Goal of the exercise — Reproduce exactly the lines from the one containing "and find curtain" through the last line of the data, both ends included.

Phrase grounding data
────────

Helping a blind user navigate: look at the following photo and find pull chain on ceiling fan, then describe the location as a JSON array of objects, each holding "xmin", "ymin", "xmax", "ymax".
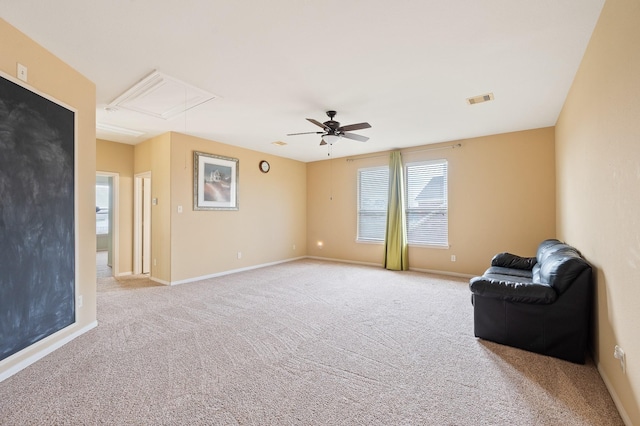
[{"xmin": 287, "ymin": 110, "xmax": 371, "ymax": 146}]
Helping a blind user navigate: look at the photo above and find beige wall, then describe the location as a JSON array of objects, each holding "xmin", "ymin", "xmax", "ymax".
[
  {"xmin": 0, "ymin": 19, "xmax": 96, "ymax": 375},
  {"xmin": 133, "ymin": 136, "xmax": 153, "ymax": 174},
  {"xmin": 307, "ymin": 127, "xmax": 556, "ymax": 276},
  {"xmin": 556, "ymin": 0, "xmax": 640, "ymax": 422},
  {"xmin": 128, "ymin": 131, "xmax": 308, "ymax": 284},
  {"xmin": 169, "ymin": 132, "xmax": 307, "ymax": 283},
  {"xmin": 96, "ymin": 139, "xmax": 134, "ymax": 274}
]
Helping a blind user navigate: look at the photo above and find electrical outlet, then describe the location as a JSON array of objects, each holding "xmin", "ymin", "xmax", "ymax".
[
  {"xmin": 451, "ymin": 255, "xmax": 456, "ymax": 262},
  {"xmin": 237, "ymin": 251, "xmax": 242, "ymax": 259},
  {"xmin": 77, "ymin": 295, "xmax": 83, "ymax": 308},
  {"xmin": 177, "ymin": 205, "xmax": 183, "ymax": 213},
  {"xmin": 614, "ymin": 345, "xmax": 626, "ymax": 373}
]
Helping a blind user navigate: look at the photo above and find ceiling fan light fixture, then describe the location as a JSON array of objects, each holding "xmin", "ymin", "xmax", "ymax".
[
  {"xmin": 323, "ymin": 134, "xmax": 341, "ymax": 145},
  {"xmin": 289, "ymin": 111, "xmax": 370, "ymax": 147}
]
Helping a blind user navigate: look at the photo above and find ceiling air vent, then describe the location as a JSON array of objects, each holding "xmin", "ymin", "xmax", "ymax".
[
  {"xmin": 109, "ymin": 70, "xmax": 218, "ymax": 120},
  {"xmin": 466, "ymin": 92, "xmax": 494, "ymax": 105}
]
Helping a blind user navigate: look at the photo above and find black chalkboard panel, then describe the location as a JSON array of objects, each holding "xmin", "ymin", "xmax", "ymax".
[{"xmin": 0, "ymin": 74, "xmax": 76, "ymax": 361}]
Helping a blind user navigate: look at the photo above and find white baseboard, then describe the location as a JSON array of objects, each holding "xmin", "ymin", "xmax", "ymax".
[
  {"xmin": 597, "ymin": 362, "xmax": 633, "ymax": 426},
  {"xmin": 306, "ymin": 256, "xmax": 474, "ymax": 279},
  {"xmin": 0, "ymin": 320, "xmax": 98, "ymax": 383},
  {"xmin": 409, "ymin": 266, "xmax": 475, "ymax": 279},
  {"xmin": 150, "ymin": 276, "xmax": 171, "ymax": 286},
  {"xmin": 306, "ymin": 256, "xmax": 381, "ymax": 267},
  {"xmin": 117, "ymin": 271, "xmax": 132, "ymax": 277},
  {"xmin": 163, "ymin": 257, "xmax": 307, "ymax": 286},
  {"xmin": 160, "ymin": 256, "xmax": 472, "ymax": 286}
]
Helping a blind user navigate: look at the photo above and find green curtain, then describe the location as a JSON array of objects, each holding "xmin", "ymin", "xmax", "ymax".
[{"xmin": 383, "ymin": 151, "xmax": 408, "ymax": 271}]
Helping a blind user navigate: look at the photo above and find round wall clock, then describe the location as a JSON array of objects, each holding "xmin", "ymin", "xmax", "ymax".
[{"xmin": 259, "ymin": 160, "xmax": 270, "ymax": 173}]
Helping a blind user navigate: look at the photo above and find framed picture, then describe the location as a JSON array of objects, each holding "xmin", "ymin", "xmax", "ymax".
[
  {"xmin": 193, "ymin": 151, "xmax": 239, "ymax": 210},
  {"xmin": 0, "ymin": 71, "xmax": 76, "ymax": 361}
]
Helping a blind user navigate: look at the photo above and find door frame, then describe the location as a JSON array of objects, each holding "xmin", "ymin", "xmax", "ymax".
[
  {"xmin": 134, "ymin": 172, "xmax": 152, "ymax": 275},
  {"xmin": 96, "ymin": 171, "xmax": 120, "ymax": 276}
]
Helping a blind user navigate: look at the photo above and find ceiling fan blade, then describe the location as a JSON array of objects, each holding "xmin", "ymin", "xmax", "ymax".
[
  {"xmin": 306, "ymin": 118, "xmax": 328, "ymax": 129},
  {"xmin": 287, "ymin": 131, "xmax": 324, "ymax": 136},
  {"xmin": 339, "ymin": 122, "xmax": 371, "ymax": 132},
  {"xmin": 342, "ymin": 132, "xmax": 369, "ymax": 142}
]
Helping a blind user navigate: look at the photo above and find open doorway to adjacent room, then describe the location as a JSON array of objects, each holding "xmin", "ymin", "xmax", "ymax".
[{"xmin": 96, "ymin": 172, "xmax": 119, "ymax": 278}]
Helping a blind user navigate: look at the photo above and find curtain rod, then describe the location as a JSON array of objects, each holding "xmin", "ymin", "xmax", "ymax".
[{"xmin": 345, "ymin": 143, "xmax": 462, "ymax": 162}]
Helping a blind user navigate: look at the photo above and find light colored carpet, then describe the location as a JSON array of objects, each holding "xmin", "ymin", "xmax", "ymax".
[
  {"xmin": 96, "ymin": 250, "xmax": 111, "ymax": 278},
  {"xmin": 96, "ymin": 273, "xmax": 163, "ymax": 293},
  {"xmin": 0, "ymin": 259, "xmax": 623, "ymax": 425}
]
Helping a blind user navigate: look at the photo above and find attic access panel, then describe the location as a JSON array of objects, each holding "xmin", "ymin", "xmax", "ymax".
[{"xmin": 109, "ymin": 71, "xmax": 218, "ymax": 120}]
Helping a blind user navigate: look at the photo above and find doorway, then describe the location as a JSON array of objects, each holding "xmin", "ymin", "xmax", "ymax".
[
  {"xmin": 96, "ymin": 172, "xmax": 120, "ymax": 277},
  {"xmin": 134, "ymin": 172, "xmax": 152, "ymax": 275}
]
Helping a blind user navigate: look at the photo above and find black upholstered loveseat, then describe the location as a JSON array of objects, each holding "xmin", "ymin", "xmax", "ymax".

────────

Answer space —
Helping a blind user navigate: look at the photo above and find curtain rod, then describe the location as a JSON array of objects, each holding "xmin", "ymin", "xmax", "ymax".
[{"xmin": 345, "ymin": 143, "xmax": 462, "ymax": 162}]
Helping a blind user navigate: look at the photo above and find light colored carpet, then describe the location as a JSON array of objects, each holding "xmin", "ymin", "xmax", "ymax".
[
  {"xmin": 96, "ymin": 250, "xmax": 111, "ymax": 278},
  {"xmin": 96, "ymin": 273, "xmax": 163, "ymax": 293},
  {"xmin": 0, "ymin": 259, "xmax": 623, "ymax": 425}
]
Helping a blind user navigate: look at the photo above and find attic access panel, then describe the location as a JSON array of objects, each holding "xmin", "ymin", "xmax", "ymax".
[{"xmin": 109, "ymin": 71, "xmax": 218, "ymax": 120}]
Helping a blind user navigate: look at the photo above and find doorway, then describe the location as a JSON array of objects, each holding "xmin", "ymin", "xmax", "ymax".
[
  {"xmin": 96, "ymin": 172, "xmax": 120, "ymax": 277},
  {"xmin": 134, "ymin": 172, "xmax": 152, "ymax": 275}
]
Helping a blind user navigate: look at the photo above and find black upholstered loveseat, then describe the location as a JSON array of objects, each holding "xmin", "ymin", "xmax", "ymax".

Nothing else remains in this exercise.